> _Exercise_
Output the material below verbatim, keeping every line unchanged and in its original order.

> _Record list_
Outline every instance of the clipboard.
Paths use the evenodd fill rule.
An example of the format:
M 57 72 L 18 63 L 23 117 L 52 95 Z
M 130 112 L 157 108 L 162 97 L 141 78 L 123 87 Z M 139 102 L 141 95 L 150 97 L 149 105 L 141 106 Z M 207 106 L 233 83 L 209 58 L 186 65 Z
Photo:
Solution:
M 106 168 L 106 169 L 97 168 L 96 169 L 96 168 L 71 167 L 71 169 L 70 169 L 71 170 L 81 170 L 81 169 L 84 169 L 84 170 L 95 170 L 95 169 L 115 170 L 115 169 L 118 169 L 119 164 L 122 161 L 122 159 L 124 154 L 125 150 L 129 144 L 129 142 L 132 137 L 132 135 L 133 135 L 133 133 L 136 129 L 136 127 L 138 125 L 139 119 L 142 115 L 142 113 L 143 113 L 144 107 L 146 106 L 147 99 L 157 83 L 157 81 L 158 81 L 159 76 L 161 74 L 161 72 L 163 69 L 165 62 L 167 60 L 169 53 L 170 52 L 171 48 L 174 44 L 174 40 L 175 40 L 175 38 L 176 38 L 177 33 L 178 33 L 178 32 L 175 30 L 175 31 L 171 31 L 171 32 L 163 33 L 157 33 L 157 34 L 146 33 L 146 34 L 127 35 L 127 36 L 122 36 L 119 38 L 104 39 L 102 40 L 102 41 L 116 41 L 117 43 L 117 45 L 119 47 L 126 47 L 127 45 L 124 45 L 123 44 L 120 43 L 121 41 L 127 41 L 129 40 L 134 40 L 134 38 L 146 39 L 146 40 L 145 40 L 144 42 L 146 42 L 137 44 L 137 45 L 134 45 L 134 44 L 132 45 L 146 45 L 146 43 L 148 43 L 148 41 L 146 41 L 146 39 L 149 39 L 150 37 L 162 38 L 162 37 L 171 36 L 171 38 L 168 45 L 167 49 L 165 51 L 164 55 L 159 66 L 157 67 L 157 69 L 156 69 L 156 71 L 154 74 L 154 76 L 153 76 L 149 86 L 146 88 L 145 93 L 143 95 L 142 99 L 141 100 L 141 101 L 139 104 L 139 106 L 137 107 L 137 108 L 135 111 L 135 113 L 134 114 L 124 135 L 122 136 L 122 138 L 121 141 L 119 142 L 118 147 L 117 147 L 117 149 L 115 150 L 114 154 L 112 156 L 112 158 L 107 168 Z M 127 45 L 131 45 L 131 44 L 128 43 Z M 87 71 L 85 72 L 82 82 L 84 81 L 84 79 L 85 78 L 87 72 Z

> _Problem solution_
Outline every instance of the clipboard.
Paths use the evenodd fill rule.
An example of the format:
M 57 72 L 18 63 L 23 117 L 52 95 Z
M 130 112 L 157 108 L 162 97 L 141 78 L 123 87 Z M 139 102 L 141 95 L 150 97 L 149 105 L 141 106 Z M 207 106 L 233 83 L 209 58 L 186 65 Z
Photo:
Solution:
M 106 168 L 106 169 L 97 168 L 96 169 L 96 168 L 71 167 L 71 169 L 70 169 L 71 170 L 81 170 L 81 169 L 84 169 L 84 170 L 95 170 L 95 169 L 115 170 L 115 169 L 118 169 L 119 164 L 122 161 L 122 159 L 124 154 L 125 150 L 129 144 L 129 142 L 132 137 L 132 135 L 133 135 L 133 133 L 136 129 L 136 127 L 138 125 L 139 119 L 142 115 L 142 113 L 143 113 L 144 107 L 146 106 L 147 99 L 157 83 L 157 81 L 158 81 L 159 76 L 161 74 L 161 72 L 163 69 L 165 62 L 167 60 L 169 53 L 170 52 L 171 48 L 174 44 L 174 40 L 175 40 L 175 38 L 176 38 L 177 33 L 178 33 L 178 32 L 175 30 L 175 31 L 171 31 L 171 32 L 163 33 L 157 33 L 157 34 L 146 33 L 146 34 L 127 35 L 127 36 L 122 36 L 119 38 L 104 39 L 102 40 L 102 41 L 116 41 L 117 43 L 117 45 L 119 47 L 126 47 L 127 45 L 124 45 L 123 44 L 120 43 L 121 41 L 127 41 L 129 40 L 134 40 L 134 38 L 146 39 L 146 40 L 145 40 L 144 42 L 146 42 L 137 44 L 137 45 L 134 45 L 134 44 L 132 45 L 146 45 L 146 43 L 148 43 L 148 41 L 146 41 L 146 39 L 149 39 L 150 37 L 162 38 L 162 37 L 171 36 L 171 38 L 168 45 L 167 49 L 165 51 L 164 55 L 159 66 L 157 67 L 157 69 L 156 69 L 156 71 L 154 74 L 154 76 L 153 76 L 149 86 L 146 88 L 145 93 L 143 95 L 142 99 L 141 100 L 141 101 L 139 104 L 139 106 L 137 107 L 137 108 L 135 111 L 135 113 L 134 114 L 124 135 L 122 136 L 122 138 L 121 141 L 119 142 L 118 147 L 117 147 L 117 149 L 115 150 L 114 154 L 112 156 L 112 158 L 107 168 Z M 127 45 L 131 45 L 131 44 L 128 43 Z M 87 71 L 85 72 L 82 82 L 84 81 L 84 79 L 85 78 L 87 72 Z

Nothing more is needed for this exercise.